Your assignment:
Some of the lines below need repeating. Reproduce exactly those between the lines holding "212L78 207L75 206L61" and "234L274 226L302 245L349", inclusive.

Segment Start: Dataset

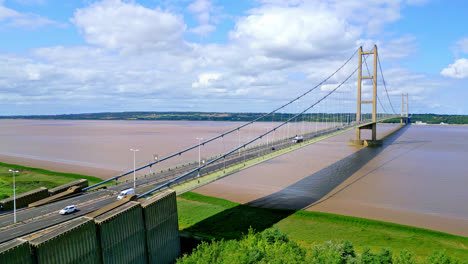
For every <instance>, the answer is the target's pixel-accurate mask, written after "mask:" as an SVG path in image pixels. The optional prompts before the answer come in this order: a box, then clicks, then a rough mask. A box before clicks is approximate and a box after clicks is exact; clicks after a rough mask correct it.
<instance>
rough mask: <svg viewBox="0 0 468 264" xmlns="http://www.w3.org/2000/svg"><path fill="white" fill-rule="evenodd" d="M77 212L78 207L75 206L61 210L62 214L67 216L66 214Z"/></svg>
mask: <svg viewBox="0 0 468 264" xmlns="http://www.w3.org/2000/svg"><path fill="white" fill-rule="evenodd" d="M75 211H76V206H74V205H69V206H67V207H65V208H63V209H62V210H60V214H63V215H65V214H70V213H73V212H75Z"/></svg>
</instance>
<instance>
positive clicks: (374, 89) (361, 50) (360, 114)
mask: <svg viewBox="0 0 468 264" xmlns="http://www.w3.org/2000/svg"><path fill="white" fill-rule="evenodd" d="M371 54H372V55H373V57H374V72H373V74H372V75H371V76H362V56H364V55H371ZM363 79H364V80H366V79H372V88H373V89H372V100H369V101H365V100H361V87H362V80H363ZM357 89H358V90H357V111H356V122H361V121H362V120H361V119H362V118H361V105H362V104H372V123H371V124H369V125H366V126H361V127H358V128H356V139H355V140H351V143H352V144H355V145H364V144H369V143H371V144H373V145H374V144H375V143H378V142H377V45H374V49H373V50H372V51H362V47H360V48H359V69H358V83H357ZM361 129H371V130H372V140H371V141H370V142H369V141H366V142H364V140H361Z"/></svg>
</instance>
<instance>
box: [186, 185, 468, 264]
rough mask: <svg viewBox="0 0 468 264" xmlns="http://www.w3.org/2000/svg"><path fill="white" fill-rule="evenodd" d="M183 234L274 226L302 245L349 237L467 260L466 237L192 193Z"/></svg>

Segment End: Dataset
Segment Start: Dataset

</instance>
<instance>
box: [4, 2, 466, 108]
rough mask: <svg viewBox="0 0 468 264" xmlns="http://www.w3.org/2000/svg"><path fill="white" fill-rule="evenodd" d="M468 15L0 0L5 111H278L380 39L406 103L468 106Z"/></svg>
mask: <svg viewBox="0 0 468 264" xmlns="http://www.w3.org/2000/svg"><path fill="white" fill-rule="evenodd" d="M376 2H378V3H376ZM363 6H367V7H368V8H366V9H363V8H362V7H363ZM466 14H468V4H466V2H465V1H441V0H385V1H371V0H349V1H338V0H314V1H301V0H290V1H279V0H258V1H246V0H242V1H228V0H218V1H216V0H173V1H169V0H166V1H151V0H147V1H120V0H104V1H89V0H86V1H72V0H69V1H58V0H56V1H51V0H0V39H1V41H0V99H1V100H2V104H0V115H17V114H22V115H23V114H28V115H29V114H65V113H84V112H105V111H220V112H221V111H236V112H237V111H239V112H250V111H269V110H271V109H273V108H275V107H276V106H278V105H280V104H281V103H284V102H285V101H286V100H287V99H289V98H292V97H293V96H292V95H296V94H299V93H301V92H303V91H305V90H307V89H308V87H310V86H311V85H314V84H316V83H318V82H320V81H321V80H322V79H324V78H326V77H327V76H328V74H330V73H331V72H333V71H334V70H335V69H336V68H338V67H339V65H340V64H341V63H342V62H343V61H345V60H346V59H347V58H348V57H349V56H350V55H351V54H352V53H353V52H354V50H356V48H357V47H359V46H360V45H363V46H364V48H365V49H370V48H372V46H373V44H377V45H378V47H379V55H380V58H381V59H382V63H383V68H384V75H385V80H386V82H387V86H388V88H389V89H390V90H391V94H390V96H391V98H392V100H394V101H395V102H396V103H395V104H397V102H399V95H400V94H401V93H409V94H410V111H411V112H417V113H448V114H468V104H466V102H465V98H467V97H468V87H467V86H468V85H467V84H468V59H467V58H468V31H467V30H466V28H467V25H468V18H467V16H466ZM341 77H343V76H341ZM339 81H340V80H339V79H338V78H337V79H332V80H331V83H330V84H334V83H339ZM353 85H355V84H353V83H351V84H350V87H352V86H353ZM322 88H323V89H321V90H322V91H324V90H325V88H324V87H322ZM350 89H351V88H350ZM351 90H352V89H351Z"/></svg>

Segment End: Dataset

Reply:
rough mask: <svg viewBox="0 0 468 264" xmlns="http://www.w3.org/2000/svg"><path fill="white" fill-rule="evenodd" d="M77 212L78 207L75 206L61 210L62 214L67 216L66 214Z"/></svg>
mask: <svg viewBox="0 0 468 264" xmlns="http://www.w3.org/2000/svg"><path fill="white" fill-rule="evenodd" d="M75 211H76V206H74V205H69V206H67V207H65V208H63V209H62V210H60V214H63V215H65V214H70V213H73V212H75Z"/></svg>
</instance>
<instance>
positive clicks: (374, 89) (361, 50) (360, 114)
mask: <svg viewBox="0 0 468 264" xmlns="http://www.w3.org/2000/svg"><path fill="white" fill-rule="evenodd" d="M371 54H372V55H373V57H374V72H373V74H372V75H371V76H362V56H364V55H371ZM363 79H364V80H366V79H372V88H373V89H372V100H369V101H365V100H361V87H362V80H363ZM357 89H358V90H357V111H356V122H361V121H362V120H361V119H362V118H361V105H362V104H372V123H371V124H369V125H366V126H361V127H358V128H356V139H355V140H351V143H352V144H355V145H364V144H369V143H371V144H373V145H374V144H375V143H378V142H377V45H374V49H373V50H372V51H362V47H360V48H359V69H358V83H357ZM361 129H371V130H372V140H371V141H370V142H369V141H366V142H364V140H361Z"/></svg>
</instance>
<instance>
box: [186, 185, 468, 264]
rough mask: <svg viewBox="0 0 468 264" xmlns="http://www.w3.org/2000/svg"><path fill="white" fill-rule="evenodd" d="M183 234L274 226L302 245L349 237L467 260L466 237L192 193Z"/></svg>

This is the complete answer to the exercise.